Tu as reçu les opposants politiques du Mali, du Niger et du Burkina Faso, nous recevons à notre tour Guillaume Soro. Œil pour œil, dent pour dent.
Les médias et les réseaux sociaux se sont enflammés suite aux déclarations récentes du Président ivoirien Allassane Ouattara relativement à la nouvelle donne politique que connaît le Niger depuis les événements du 26 juillet 2023.
Le renversement du régime de Bazoum Mohamed par le CNSP avait retenu l’attention de la communauté internationale et suscité des condamnations tous azimuts. La plus virulente viendra de la CEDEAO et de l’UEMOA qui, contrairement à ses propres textes, ont adopté à l’encontre du Niger des sanctions cyniques, illégales et inhumaines.
Les hommes de droit, les plus avertis, ont fait la démonstration de l’illégalité de ces sanctions au cours desquelles la CEDEAO envisageait également une intervention militaire au Niger pour réinstaller sur le fauteuil présidentiel Bazoum Mohamed, le soi-disant « démocratiquement élu ».
Au départ d’une telle prise de position radicale, quatre chefs d’États des pays membres de la CEDEAO sur les quinze que compte l’organisation communautaire, se sont montrés intransigeants, donc décidés à engager des troupes militaires pour mener la guerre contre le Niger et son peuple.
Il s’agit de Tinubu du Nigéria, Maky Sall du Sénégal, Allassane Ouattara de la Côte D’Ivoire et Talon du Bénin. Sous la pression du Sénat et des populations du nord, le Président de la République Fédérale du Nigéria, Président en exercice de la CEDEAO, renoncera à l’éventualité d’une probable intervention militaire au Niger.
En réalité, eux tous agissaient aux injonctions de la France de Macron qui considérait que le coup d’État intervenu au Niger est le revers de trop qu’elle ne saurait tolérée, a fortiori acceptée. Le Président ivoirien s’est même auto-proclamé chef de guerre et piaffe d’impatience de voir le Niger sombrer et s’embraser dans une guerre aux allures punitives.
Qu’est-ce qui explique alors le renoncement à la tragédie que son maître Emmanuel Macron projetait pour le Niger et son peuple ?

§ Données fournies
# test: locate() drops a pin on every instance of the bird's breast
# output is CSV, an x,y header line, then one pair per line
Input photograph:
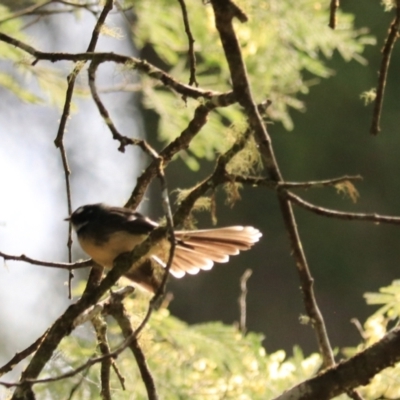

§ Tâches
**1.** Pour chacune des affirmations suivantes, indiquez si elle concorde avec l'extrait sur la crise au Niger, en répondant par oui ou par non et en citant mot pour mot les termes décisifs du texte. (a) Quatre chefs d'État de la CEDEAO étaient décidés à engager des troupes contre le Niger. (b) Le Président du Nigéria a renoncé à l'intervention militaire sous la pression de la France. (c) La nouvelle donne politique au Niger date des événements du 26 juillet 2023.
**2.** Recopiez le passage de l'extrait sur la crise au Niger qui s'ouvre sur les mots contenant "Tu as reçu les" et se ferme sur "26 juillet 2023.".
Les données proviennent d'une autre source.

§ Réponses
**1.**
(a) Oui : « quatre chefs d’États des pays membres de la CEDEAO sur les quinze que compte l’organisation communautaire, se sont montrés intransigeants, donc décidés à engager des troupes militaires »
(b) Non : « Sous la pression du Sénat et des populations du nord »
(c) Oui : « depuis les événements du 26 juillet 2023 »

**2.**
Tu as reçu les opposants politiques du Mali, du Niger et du Burkina Faso, nous recevons à notre tour Guillaume Soro. Œil pour œil, dent pour dent.
Les médias et les réseaux sociaux se sont enflammés suite aux déclarations récentes du Président ivoirien Allassane Ouattara relativement à la nouvelle donne politique que connaît le Niger depuis les événements du 26 juillet 2023.